* _Problem requirements_: I'd like every line from the material below that has "robe" in it.

(Records begins)

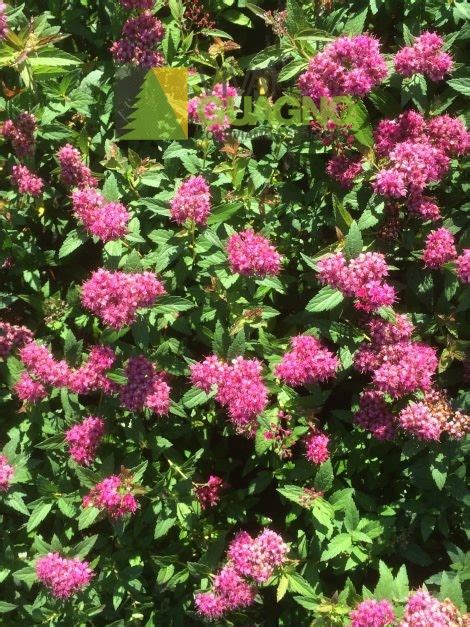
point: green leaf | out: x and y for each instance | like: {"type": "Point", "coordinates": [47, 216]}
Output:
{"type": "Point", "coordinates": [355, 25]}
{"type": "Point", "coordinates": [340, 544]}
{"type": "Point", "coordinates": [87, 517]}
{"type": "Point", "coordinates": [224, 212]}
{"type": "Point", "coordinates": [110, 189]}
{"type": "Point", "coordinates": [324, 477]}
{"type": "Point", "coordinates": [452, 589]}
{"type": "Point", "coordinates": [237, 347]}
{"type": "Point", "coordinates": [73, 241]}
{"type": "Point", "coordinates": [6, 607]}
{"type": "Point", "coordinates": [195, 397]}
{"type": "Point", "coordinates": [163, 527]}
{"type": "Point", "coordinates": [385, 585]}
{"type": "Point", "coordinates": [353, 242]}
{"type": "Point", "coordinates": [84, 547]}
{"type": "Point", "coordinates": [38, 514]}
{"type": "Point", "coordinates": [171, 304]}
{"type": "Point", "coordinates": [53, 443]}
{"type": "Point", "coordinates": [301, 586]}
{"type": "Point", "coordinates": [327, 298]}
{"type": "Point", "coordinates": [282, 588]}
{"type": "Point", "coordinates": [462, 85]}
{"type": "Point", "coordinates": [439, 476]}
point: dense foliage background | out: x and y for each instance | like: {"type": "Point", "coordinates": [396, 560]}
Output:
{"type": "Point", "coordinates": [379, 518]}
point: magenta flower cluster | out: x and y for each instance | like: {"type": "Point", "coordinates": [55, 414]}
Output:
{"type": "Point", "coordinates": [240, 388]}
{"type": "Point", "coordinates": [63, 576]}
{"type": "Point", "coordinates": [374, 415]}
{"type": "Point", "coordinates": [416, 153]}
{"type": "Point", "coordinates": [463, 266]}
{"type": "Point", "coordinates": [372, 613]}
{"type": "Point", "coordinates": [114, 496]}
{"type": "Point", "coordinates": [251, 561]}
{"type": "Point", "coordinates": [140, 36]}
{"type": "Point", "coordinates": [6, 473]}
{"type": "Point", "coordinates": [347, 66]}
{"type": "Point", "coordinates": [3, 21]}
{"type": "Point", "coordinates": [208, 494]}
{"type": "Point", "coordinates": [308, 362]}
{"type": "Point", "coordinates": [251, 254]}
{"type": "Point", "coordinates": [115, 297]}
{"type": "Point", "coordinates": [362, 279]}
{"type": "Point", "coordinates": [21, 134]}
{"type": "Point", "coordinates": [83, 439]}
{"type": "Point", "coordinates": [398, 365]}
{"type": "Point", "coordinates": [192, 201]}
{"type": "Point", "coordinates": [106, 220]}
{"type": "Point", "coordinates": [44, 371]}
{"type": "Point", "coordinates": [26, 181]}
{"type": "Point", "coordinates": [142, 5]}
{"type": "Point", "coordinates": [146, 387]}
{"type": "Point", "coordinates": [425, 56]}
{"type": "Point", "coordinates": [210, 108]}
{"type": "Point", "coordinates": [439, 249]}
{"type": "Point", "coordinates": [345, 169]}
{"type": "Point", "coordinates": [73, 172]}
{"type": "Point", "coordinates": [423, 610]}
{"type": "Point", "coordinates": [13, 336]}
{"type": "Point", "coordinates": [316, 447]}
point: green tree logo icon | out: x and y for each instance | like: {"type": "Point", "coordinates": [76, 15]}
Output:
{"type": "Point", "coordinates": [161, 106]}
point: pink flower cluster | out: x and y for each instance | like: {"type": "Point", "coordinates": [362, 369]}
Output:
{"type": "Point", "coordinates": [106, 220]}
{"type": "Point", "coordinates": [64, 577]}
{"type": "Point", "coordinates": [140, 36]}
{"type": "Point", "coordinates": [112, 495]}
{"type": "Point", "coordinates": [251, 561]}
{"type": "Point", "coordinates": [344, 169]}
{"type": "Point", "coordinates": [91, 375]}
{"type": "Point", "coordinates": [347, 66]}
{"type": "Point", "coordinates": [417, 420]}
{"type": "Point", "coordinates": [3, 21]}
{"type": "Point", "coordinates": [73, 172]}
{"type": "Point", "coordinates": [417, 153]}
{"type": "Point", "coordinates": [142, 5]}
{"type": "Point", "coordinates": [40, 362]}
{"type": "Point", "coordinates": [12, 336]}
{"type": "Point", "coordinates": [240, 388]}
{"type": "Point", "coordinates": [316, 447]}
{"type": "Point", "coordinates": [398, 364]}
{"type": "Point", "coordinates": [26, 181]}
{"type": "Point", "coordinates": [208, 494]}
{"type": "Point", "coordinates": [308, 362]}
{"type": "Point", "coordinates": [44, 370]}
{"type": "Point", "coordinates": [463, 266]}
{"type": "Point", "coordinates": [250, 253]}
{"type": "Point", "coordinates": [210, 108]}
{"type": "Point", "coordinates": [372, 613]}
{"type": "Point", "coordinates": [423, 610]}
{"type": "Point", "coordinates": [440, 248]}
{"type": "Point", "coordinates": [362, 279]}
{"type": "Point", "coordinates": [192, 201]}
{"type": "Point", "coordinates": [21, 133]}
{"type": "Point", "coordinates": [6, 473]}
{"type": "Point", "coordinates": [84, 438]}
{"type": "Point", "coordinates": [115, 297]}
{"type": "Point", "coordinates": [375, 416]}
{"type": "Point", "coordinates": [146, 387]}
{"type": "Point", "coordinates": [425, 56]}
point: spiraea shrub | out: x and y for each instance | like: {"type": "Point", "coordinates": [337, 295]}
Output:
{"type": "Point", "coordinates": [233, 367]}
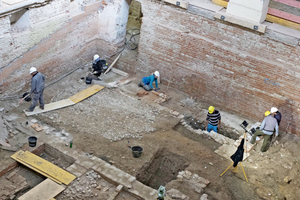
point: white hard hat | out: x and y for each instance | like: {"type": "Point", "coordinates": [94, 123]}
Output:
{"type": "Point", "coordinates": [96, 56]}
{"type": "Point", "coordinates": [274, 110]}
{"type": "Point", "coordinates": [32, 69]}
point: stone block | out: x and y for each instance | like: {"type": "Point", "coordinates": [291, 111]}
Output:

(Records ends)
(Records begins)

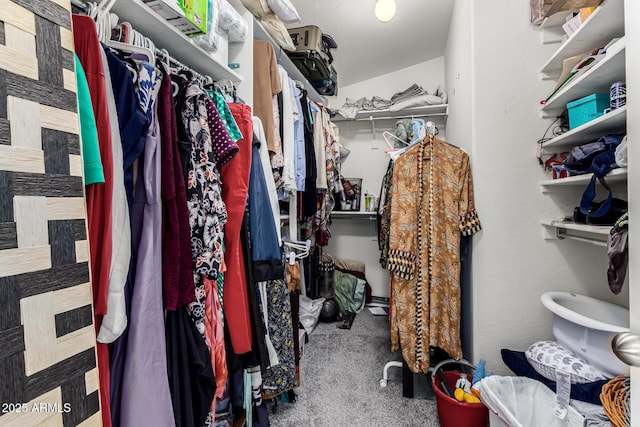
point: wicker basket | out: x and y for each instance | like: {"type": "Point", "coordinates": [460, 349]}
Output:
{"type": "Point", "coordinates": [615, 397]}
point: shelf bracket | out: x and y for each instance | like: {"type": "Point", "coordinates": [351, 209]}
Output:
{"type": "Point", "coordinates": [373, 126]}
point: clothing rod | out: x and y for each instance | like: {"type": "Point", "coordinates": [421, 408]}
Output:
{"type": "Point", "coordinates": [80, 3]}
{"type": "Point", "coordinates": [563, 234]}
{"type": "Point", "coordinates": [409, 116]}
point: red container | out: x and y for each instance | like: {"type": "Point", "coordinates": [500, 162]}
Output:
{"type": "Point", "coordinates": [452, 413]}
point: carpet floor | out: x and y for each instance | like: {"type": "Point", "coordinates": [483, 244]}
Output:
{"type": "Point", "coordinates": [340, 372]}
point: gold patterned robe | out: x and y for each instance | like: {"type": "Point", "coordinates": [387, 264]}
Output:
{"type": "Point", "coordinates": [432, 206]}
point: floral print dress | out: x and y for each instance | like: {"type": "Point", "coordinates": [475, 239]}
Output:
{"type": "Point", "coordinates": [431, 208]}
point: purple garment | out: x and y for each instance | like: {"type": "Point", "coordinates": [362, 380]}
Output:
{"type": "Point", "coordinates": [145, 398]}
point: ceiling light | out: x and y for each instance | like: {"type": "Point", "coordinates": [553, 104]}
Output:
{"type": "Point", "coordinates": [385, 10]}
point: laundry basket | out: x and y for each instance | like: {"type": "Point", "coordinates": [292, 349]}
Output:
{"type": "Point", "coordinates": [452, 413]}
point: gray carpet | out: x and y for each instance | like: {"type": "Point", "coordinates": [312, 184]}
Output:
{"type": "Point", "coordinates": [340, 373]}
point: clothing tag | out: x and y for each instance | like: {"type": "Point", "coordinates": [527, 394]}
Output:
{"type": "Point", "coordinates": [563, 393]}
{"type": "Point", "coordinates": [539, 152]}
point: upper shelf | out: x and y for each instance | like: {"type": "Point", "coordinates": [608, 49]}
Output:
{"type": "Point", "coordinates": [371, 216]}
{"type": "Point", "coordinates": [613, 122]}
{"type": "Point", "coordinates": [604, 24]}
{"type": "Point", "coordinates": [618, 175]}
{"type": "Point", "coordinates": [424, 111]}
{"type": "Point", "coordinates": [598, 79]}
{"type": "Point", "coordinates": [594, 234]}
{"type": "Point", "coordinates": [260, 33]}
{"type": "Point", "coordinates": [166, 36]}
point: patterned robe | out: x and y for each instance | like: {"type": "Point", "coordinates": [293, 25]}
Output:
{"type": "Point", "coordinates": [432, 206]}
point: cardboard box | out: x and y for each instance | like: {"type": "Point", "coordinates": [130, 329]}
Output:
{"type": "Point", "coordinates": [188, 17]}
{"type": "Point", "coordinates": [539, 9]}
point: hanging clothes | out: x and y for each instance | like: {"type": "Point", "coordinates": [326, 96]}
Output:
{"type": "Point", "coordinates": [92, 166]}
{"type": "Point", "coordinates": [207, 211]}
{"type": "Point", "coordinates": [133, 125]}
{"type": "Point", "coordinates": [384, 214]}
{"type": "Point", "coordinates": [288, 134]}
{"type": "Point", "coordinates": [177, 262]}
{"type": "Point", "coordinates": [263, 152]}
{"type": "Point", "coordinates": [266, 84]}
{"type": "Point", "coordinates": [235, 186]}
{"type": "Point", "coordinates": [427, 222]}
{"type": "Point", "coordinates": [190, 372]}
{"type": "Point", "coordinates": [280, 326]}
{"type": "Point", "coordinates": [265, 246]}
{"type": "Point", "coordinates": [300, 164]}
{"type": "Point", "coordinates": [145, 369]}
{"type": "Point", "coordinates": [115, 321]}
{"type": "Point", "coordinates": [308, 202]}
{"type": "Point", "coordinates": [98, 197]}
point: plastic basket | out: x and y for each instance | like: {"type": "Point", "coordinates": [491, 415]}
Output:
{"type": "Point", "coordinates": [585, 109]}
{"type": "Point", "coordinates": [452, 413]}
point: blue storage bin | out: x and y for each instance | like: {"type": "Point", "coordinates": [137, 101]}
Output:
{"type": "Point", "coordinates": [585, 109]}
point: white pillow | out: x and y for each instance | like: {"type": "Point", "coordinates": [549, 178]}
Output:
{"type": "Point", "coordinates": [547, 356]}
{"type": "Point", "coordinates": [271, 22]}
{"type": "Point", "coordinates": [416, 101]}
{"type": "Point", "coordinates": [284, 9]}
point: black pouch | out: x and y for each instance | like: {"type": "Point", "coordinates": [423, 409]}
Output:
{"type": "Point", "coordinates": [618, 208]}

(Records ends)

* _Answer_:
point: gold patterned robe | out: x and y for each instance | like: {"type": "Point", "coordinates": [387, 264]}
point: patterned robe | out: x and y for each instance | like: {"type": "Point", "coordinates": [293, 25]}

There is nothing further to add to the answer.